++++ DOCUMENT EXTRACT ++++
# Help with lab numbers



## teri827 (Sep 19, 2012)

My doctor referred me to an endocrinologist because of my TSH number (suspected Graves). I can't tell anything from these numbers other than the TSH is low. Everything else seems to be fine. Can anyone help? Thanks!

TSH 0.12 (0.47-4.53) LOW
T Uptake 31.7 (23.5-40.6%)
T3 Total 142 (65-170)
T4 Total 7.8 (4.6-12.0)
t4 Free 1.16 (.84-2.26)
Thyroglobulin Antibody 0.17 (0.0-0.9)
Thyroid Anti Microsomal Antibody <0.3 (0.0-9.0)
ANA Negative


----------



## teri827 (Sep 19, 2012)

I had a couple more labs done and had an ultrasound. Here are the results:

T3 Free 3.61 (2.50-4.30)
Thyroid Stimulating Immunoglobulin 89 (<=122%)
TSH Receptor Antibody <0.90 (<=1.75)
Vitamin D 25-Hydroxy 12 (>30) LOW

Ultrasound:
Right lobe measures 4.7 x 1.4 x 1.8 cm volume is 6.3 cc
There are benign appearing colloid cyst and adenomatous nodule within inferior aspect measuring 0.7 x 1.1 cm and 0.2 x 0.5 cm
Isthmus measures 0.3 cm
Left lobe measures 4.4 x 1.1 x 1.7 cm volume 4.4 cc. There is benign appearing 0.2 x 0.5 adenomatous nodule at inferior aspect

Impression:
There are subcentimeter benign-appearing nodules and colloid cysts
There is no abnormal enlargement of thyroid gland
There is no abnormal suspicious hypoechoic mass or abnormal calcifications

I originally went in to the doctor for stomachaches and occasional diarrhea, hair loss, inability to lose pregnancy weight, and some major joint pain. I am 35 years old and I have had six successful pregnancies and one unexplained stillbirth about 2 years ago if that helps at all. My daughter just turned one, so I'm not sure if any of this can be related to pregnancy or not. I'm really just looking for answers and a solution so I can walk without pain every time I get up.


----------



## Andros (Aug 26, 2009)

teri827 said:


> I had a couple more labs done and had an ultrasound. Here are the results:
> 
> T3 Free 3.61 (2.50-4.30)
> Thyroid Stimulating Immunoglobulin 89 (<=122%)
> ...


It would appear you are hyperthyroid even though TSH does not reflect and that would be due to the Trab (Thyroid receptor antibodies) keeping things in line against the TSI (thyroid stimulating immunoglobulin.)
++++ DATA LISTING ++++
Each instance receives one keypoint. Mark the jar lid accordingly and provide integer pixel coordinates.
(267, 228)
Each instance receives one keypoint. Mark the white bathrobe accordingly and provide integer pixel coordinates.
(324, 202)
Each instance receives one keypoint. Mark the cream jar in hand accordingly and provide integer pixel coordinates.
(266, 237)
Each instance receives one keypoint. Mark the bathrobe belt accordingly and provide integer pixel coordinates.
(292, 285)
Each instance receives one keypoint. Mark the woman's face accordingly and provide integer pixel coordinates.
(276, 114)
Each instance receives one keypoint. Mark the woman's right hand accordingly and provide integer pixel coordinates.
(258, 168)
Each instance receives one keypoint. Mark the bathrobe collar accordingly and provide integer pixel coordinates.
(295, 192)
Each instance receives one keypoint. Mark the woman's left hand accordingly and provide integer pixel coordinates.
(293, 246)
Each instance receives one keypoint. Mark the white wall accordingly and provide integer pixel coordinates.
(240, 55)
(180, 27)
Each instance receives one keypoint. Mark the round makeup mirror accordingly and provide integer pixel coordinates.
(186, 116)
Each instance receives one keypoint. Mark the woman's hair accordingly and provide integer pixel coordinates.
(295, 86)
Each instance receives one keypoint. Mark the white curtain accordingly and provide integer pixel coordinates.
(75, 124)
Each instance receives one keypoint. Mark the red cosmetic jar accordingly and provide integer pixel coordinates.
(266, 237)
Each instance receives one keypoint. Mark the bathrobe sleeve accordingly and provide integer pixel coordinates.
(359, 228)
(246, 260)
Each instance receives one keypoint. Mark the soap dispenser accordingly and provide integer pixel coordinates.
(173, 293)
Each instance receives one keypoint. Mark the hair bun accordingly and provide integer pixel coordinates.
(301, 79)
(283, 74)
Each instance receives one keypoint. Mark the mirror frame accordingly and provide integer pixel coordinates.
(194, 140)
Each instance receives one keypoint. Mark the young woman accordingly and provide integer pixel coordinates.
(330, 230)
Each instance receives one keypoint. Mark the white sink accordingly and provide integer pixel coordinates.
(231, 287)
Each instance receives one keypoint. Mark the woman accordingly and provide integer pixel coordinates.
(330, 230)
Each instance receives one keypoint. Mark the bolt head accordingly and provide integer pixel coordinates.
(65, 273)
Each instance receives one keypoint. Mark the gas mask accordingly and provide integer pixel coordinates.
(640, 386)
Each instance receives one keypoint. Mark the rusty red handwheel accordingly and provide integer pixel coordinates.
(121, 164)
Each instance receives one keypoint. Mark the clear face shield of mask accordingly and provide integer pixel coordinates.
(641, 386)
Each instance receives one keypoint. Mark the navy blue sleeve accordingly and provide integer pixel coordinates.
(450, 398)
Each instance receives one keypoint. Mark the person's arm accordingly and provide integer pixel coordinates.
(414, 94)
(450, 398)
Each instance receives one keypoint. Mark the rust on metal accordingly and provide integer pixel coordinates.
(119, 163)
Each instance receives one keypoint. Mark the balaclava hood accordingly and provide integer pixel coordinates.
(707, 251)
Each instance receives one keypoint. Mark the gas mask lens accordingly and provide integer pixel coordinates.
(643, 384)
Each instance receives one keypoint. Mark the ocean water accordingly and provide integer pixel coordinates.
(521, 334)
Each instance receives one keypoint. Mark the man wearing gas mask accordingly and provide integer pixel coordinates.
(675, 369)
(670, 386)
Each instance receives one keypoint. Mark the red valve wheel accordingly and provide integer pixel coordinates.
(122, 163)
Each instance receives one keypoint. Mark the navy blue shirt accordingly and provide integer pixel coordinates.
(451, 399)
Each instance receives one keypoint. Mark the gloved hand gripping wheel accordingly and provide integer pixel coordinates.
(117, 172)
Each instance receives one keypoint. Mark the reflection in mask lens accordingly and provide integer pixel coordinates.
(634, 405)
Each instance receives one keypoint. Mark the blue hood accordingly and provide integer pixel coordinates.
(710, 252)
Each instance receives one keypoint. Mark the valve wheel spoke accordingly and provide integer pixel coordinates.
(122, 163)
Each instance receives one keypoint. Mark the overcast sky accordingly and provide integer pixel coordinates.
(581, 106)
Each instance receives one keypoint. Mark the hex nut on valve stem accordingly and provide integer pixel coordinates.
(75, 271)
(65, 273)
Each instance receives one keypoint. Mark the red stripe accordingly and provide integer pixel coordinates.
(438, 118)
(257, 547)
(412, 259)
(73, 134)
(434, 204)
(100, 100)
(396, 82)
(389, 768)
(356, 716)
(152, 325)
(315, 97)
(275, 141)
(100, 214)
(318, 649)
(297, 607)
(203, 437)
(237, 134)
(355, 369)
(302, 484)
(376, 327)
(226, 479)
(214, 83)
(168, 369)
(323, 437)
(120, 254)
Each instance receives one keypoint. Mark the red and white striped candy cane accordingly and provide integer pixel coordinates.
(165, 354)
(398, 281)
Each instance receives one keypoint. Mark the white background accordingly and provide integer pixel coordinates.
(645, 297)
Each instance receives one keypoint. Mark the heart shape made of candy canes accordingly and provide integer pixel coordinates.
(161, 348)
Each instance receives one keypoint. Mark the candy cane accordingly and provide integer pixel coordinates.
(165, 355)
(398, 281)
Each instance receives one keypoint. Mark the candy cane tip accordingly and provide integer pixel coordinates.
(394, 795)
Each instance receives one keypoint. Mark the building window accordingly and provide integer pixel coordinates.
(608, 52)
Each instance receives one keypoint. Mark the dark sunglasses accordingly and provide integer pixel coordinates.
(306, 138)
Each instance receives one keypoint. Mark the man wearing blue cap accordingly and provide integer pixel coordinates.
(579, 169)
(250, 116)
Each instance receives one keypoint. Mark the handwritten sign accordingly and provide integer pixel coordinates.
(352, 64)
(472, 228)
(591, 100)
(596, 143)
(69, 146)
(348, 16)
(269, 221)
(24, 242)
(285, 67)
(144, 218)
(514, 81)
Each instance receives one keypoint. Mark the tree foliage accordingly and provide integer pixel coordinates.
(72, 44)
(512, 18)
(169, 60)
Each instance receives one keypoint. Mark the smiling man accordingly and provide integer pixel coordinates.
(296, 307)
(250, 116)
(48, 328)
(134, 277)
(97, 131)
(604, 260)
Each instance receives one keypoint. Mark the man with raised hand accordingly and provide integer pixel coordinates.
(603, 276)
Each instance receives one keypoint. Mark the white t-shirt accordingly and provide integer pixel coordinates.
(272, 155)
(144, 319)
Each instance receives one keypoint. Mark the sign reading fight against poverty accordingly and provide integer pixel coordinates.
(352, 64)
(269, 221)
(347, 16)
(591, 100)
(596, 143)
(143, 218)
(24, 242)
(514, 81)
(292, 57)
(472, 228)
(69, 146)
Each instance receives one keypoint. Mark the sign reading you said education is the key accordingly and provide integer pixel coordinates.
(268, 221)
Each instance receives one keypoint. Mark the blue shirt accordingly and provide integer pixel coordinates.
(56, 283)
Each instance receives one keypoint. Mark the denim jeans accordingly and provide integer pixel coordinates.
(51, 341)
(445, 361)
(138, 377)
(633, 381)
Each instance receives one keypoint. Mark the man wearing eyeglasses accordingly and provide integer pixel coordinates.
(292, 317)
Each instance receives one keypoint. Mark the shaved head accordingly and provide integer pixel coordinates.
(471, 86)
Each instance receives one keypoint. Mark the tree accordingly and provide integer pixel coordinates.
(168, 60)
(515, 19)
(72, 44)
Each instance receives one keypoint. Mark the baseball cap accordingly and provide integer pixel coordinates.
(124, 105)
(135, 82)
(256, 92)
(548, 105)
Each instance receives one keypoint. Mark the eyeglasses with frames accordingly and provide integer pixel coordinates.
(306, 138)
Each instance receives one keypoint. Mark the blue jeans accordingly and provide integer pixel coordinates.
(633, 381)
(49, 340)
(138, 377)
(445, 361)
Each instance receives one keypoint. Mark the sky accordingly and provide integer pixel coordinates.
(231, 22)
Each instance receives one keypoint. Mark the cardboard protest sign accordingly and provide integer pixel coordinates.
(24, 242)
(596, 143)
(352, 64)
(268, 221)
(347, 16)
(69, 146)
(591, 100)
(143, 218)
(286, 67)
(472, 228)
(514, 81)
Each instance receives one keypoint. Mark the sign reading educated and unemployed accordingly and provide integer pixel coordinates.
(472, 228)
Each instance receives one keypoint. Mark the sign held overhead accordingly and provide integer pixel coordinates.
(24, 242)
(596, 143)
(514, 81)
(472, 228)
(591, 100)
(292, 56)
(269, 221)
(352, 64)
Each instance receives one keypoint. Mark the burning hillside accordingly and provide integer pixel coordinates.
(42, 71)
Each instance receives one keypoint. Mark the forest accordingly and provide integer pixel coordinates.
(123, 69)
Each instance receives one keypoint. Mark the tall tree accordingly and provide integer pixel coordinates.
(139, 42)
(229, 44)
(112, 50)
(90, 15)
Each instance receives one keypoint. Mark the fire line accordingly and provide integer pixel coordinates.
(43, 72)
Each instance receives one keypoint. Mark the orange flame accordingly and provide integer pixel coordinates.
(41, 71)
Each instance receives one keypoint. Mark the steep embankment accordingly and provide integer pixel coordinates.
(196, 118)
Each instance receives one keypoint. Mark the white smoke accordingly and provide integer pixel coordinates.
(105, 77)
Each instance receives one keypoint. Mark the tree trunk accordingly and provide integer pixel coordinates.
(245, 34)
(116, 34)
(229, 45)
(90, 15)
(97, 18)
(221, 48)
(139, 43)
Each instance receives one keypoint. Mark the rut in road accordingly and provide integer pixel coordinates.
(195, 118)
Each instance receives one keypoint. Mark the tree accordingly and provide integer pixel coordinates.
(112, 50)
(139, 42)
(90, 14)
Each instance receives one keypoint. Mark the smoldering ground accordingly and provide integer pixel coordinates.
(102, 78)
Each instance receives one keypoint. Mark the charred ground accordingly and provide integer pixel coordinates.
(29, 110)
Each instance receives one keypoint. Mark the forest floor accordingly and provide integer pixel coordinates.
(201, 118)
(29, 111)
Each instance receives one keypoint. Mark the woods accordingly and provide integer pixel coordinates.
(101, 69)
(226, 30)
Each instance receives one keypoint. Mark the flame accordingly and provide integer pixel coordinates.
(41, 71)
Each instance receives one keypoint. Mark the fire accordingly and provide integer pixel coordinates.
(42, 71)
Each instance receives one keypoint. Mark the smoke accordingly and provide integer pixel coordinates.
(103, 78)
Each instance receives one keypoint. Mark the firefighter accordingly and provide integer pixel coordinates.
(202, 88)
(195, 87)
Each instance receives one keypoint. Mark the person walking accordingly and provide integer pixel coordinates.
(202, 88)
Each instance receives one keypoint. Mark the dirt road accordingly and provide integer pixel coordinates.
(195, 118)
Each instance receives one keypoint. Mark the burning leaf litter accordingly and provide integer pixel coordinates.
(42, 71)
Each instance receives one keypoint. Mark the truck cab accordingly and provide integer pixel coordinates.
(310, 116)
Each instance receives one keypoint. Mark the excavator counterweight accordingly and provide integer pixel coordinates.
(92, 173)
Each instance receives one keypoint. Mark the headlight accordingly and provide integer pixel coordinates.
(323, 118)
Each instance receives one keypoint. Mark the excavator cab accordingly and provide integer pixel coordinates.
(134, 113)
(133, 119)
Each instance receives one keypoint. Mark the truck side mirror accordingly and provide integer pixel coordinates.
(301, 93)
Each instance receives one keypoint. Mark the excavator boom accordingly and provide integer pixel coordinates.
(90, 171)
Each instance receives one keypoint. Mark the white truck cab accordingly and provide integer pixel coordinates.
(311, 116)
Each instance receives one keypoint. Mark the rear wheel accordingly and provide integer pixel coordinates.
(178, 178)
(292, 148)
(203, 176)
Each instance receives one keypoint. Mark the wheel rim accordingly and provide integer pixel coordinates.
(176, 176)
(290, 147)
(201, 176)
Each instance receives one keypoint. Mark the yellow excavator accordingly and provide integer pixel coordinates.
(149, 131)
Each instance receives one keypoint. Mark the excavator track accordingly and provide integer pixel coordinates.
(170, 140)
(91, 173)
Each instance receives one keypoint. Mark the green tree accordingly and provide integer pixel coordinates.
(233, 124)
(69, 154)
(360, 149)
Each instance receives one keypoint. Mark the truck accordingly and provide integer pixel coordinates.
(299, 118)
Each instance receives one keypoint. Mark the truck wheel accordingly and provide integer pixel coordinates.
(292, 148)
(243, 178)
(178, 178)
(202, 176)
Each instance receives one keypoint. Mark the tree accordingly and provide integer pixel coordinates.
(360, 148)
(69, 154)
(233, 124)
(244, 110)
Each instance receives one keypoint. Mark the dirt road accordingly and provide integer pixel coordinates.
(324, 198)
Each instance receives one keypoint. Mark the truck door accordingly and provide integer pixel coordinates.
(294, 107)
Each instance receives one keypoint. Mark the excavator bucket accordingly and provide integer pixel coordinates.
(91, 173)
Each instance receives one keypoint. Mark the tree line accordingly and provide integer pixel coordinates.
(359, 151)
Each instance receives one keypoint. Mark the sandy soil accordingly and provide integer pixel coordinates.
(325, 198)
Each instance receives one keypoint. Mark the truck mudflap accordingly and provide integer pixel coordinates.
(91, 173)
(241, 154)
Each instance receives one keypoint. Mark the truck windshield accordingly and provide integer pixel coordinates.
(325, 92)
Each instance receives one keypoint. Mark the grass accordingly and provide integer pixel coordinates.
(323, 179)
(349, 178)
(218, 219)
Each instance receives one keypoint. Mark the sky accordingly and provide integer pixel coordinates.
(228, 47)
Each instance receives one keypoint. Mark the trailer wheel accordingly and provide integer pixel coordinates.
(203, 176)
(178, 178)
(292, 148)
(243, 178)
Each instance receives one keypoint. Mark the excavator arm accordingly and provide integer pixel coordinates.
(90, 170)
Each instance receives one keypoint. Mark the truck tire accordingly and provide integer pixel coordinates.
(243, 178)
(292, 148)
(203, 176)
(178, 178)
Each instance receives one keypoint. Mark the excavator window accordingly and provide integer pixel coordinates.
++++
**ACTIVITIES**
1 – Using the thyroid lab thread, decide whether each statement agrees with it. Give yes or no for each, together with the exact words from the thread that settle it.
(a) The TSH result in the first post is marked as low.
(b) The ultrasound impression reports abnormal enlargement of the thyroid gland.
(c) The poster states an age of 35.
2 – In the thyroid lab thread, what Vitamin D 25-Hydroxy value was reported, and what reference range is given for it?
3 – Write the next part of the thyroid lab thread, starting after its final sentence.

**YOUR WRITTEN ANSWERS**
1 –
(a) Yes: "TSH 0.12 (0.47-4.53) LOW"
(b) No: "There is no abnormal enlargement of thyroid gland"
(c) Yes: "I am 35 years old"

2 – The reported value was 12, against a reference of >30, and it was marked LOW.

3 –
What does your doctor have to say about all this? Your clinical symptoms suggest hyper also.


----------



## Octavia (Aug 1, 2011)

Hi, and welcome! Sorry I missed your original post, teri.

Your T4 free in your first post is a bit low in the range. And your Vitamin D is way under the normal range--that can cause symptoms. Did your doctor discuss your Vitamin D deficiency and what to do about it?


----------



## teri827 (Sep 19, 2012)

My doctor has the bedside manner of a brick wall. She had her secretary call me and tell me to take a vitamin D supplement and to go see an endocrinologist. I made an appointment for the 16th, so I guess I'll see what the endo has to say


----------



## Octavia (Aug 1, 2011)

teri827 said:


> My doctor has the bedside manner of a brick wall. She had her secretary call me and tell me to take a vitamin D supplement and to go see an endocrinologist. I made an appointment for the 16th, so I guess I'll see what the endo has to say


I sometimes wonder what leads people to go into medicine if they have little capacity for empathic human interaction. With a surgeon, I understand (and as long as they're a great surgeon, I don't care about bedside manner so much), but with a "regular" MD, I don't get it sometimes.

With the Vitamin D, you might have the best luck if you take it with meals, and not too much over the course of a day...definitely not too much all at once, as you can only absorb so much at a time.

I do wonder if you might have other deficiencies, too, such as iron and B12. Were those tested? Might be worth exploring.


----------



## teri827 (Sep 19, 2012)

Iron and B12 are both on the lower end of normal. That is unusual for me for the iron because every time I've been tested since I was a kid, my iron has always come back high. But it's hard to get a doctor to look at a "normal" result and get them to realize that it is not normal for me.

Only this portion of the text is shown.